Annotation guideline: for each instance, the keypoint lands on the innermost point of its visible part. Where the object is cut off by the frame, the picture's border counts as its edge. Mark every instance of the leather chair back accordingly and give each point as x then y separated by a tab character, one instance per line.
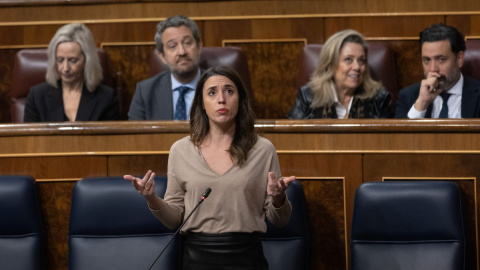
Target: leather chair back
408	225
287	248
472	59
30	68
381	60
233	57
111	227
21	230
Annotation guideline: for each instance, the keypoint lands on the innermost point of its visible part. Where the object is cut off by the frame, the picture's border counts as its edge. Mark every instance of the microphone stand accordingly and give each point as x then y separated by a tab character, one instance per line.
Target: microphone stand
204	196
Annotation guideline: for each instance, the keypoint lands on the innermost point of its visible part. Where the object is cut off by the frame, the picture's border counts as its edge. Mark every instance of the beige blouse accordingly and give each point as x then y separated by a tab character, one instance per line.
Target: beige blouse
238	201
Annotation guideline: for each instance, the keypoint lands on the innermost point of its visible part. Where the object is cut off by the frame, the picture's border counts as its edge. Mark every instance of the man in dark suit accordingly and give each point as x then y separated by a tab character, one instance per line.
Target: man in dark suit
445	92
169	95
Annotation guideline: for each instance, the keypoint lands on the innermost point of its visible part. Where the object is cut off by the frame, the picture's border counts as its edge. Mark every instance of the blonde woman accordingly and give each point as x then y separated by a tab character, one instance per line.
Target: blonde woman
72	91
341	86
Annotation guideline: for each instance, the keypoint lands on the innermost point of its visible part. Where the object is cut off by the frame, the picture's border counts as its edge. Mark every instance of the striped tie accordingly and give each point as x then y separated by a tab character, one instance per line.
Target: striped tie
180	109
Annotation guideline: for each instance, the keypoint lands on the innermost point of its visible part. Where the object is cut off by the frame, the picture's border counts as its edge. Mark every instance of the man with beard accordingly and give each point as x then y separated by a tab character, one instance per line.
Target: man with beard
445	92
169	95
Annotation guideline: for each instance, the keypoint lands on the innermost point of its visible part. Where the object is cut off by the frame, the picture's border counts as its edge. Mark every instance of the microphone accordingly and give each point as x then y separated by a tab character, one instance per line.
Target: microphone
202	198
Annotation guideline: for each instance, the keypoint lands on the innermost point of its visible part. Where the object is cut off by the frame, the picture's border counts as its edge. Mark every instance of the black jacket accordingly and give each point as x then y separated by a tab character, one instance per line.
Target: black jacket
380	106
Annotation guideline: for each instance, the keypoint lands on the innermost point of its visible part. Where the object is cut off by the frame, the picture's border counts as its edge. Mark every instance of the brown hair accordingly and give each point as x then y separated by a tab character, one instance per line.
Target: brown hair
245	136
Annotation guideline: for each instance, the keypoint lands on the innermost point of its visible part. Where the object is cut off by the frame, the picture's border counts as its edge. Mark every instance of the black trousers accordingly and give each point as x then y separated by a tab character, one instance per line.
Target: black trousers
229	251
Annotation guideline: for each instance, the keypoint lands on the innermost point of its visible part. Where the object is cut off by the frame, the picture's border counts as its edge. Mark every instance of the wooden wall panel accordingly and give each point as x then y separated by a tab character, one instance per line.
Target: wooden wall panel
408	61
132	64
273	70
386	27
53	168
7	57
55	199
155	9
327	226
441	166
137	165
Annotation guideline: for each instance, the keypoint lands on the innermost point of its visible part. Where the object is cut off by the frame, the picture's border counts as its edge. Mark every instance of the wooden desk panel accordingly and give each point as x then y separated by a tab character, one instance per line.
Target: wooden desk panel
331	158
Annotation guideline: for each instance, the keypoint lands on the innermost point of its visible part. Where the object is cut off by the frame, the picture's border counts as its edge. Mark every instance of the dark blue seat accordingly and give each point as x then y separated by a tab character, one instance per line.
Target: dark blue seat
287	248
111	227
21	230
408	225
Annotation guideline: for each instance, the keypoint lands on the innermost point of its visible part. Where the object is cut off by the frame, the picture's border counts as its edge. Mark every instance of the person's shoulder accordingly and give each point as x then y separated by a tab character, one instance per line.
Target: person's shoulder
181	144
156	78
470	81
306	90
264	143
42	86
104	89
382	92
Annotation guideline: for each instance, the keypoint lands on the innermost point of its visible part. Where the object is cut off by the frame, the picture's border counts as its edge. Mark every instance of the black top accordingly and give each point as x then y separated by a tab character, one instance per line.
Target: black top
380	106
45	104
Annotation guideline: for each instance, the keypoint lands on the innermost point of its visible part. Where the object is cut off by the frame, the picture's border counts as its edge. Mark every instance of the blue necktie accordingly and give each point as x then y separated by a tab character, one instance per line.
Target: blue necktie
444	111
180	108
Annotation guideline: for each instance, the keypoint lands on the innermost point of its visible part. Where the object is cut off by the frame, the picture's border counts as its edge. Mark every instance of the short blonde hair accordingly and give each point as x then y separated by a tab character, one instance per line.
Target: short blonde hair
79	33
322	82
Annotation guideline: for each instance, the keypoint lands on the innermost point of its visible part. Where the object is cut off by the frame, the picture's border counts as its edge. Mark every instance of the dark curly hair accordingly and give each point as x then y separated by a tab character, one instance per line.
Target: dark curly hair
245	135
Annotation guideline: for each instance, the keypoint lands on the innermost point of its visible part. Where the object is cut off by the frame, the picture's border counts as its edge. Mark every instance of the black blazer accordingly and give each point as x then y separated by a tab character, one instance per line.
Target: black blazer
470	99
45	104
380	106
153	99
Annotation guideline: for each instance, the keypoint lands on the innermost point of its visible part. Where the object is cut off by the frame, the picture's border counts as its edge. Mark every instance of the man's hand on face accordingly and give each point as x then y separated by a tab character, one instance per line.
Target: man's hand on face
430	88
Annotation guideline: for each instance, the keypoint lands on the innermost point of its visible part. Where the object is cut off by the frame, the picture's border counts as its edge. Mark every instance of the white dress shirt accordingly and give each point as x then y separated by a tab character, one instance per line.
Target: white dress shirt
454	104
341	110
188	96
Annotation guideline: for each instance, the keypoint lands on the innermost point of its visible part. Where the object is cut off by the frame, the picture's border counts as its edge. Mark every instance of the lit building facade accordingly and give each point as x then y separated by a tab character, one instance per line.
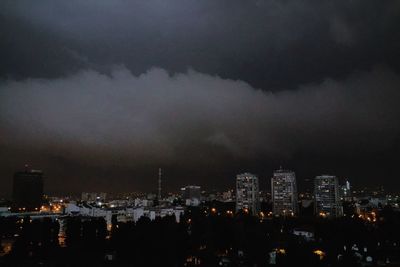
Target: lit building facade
191	194
247	193
284	193
327	197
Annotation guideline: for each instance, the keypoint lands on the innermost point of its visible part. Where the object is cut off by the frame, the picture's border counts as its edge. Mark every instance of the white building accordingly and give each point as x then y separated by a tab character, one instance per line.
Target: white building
327	197
247	193
284	193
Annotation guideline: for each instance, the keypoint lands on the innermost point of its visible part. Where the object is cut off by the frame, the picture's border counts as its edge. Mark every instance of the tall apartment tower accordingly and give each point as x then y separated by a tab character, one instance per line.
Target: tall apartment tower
247	193
327	197
284	193
27	192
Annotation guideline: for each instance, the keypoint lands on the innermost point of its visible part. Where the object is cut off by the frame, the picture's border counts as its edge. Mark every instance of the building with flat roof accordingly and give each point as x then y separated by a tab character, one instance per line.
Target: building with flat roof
247	193
327	196
284	193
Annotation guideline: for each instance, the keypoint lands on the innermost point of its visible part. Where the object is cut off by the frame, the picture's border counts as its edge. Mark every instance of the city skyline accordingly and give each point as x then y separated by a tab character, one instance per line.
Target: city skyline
101	94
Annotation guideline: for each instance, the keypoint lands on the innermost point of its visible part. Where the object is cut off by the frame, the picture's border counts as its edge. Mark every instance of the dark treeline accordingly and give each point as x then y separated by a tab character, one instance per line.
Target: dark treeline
203	236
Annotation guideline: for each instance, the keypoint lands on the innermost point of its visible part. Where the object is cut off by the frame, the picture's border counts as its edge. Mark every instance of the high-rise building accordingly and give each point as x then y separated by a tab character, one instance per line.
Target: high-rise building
284	193
191	194
28	190
247	193
345	191
327	199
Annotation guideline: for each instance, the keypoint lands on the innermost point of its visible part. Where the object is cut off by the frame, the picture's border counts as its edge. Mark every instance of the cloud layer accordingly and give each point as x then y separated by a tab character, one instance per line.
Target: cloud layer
161	117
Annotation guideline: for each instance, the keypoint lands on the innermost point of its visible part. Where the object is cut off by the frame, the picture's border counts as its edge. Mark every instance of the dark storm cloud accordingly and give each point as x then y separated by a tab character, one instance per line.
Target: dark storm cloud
158	117
269	44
•••
## [WHAT YOU HAVE TO DO]
Write out once more the lines above beginning at the line with "of the cloud"; continue through the final line and stop there.

## [RESULT OF THIS TASK]
Annotation guideline: for each instance, the keypoint lands on the innermost point of its visible part. Where the object is cut off by the frame, the picture's border counts as its edge. Mark every instance of the cloud layer accordingly and give each point as x then y separated by a tab character, one instance per line.
Target: cloud layer
161	117
Annotation guideline: for each instance, the keypoint lands on the innermost point of its visible part. Where the object is cut off by the frame, the picture's border counts as its edge. Mark every instance of the dark storm cloud accordingly and give each point as x then y separated by a tab character, one instance per line.
Target: dark storm cloud
158	117
269	44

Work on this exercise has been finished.